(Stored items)

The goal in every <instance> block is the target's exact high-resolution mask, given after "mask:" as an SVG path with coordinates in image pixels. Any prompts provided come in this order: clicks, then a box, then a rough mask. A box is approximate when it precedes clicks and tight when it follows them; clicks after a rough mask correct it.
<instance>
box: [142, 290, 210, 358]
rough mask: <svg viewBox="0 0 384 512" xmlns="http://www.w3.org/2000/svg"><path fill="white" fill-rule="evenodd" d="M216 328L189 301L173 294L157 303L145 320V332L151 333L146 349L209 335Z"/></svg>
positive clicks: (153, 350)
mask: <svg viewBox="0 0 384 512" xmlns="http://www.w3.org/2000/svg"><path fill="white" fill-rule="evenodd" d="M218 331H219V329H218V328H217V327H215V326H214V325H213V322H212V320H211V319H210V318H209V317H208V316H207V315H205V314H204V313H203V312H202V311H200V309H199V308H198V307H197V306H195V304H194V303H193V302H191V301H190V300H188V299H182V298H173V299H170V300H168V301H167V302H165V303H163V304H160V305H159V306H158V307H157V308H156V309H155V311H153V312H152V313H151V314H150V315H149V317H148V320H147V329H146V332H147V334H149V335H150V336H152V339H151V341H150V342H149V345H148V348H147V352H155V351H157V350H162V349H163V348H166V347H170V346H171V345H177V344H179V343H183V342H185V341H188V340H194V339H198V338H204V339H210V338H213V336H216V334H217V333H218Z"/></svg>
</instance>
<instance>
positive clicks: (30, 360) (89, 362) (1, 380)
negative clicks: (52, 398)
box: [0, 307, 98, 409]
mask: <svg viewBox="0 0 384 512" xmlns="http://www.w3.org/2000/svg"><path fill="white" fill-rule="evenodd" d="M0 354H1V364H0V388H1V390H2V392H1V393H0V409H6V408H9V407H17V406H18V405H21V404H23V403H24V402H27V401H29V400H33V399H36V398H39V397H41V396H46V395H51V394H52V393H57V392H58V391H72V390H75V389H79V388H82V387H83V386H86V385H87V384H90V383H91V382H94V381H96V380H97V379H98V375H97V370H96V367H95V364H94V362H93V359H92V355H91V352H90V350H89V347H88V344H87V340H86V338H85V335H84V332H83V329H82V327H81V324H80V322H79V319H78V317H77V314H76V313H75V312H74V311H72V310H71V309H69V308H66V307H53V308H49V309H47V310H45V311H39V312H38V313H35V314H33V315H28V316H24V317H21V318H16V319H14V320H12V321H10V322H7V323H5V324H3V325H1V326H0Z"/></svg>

Task details:
Reproduce the lines above word for word, every one of them.

Exercise solution:
The goal in every <instance> block is the target's exact high-resolution mask, given after "mask:" as an SVG path with coordinates in image pixels. Any prompts provided come in this order: clicks, then a box, then a rough mask. A box is approximate when it precedes clicks and tight when it follows them; clicks after a rough mask correct it.
<instance>
box: [142, 290, 210, 358]
rough mask: <svg viewBox="0 0 384 512" xmlns="http://www.w3.org/2000/svg"><path fill="white" fill-rule="evenodd" d="M216 328L189 301L173 294L157 303L145 320V332L151 333L146 349L209 335Z"/></svg>
positive clicks: (153, 350)
mask: <svg viewBox="0 0 384 512" xmlns="http://www.w3.org/2000/svg"><path fill="white" fill-rule="evenodd" d="M218 331H219V329H218V328H217V327H215V326H214V325H213V322H212V320H211V319H210V318H209V317H208V316H207V315H205V314H204V313H203V312H202V311H200V309H199V308H198V307H197V306H195V304H194V303H193V302H191V301H190V300H188V299H182V298H173V299H170V300H168V301H167V302H165V303H163V304H160V305H159V306H158V307H157V308H156V309H155V311H153V312H152V313H151V314H150V315H149V317H148V320H147V329H146V332H147V334H149V335H150V336H152V339H151V341H150V342H149V345H148V348H147V352H155V351H157V350H162V349H163V348H166V347H170V346H171V345H177V344H179V343H183V342H185V341H188V340H194V339H198V338H204V339H210V338H213V336H216V334H217V333H218Z"/></svg>
</instance>
<instance>
positive clicks: (30, 360) (89, 362) (1, 380)
negative clicks: (52, 398)
box: [0, 307, 98, 409]
mask: <svg viewBox="0 0 384 512" xmlns="http://www.w3.org/2000/svg"><path fill="white" fill-rule="evenodd" d="M0 354H1V364H0V388H1V390H2V392H1V393H0V409H6V408H9V407H17V406H18V405H21V404H23V403H24V402H27V401H29V400H33V399H36V398H39V397H41V396H46V395H51V394H52V393H57V392H58V391H72V390H75V389H79V388H82V387H83V386H86V385H87V384H90V383H91V382H94V381H96V380H97V379H98V375H97V370H96V367H95V364H94V362H93V359H92V355H91V352H90V350H89V347H88V344H87V340H86V338H85V335H84V332H83V329H82V327H81V324H80V322H79V319H78V317H77V314H76V313H75V312H74V311H72V310H71V309H69V308H66V307H53V308H49V309H47V310H45V311H39V312H38V313H35V314H33V315H28V316H24V317H21V318H16V319H14V320H12V321H10V322H7V323H5V324H3V325H1V326H0Z"/></svg>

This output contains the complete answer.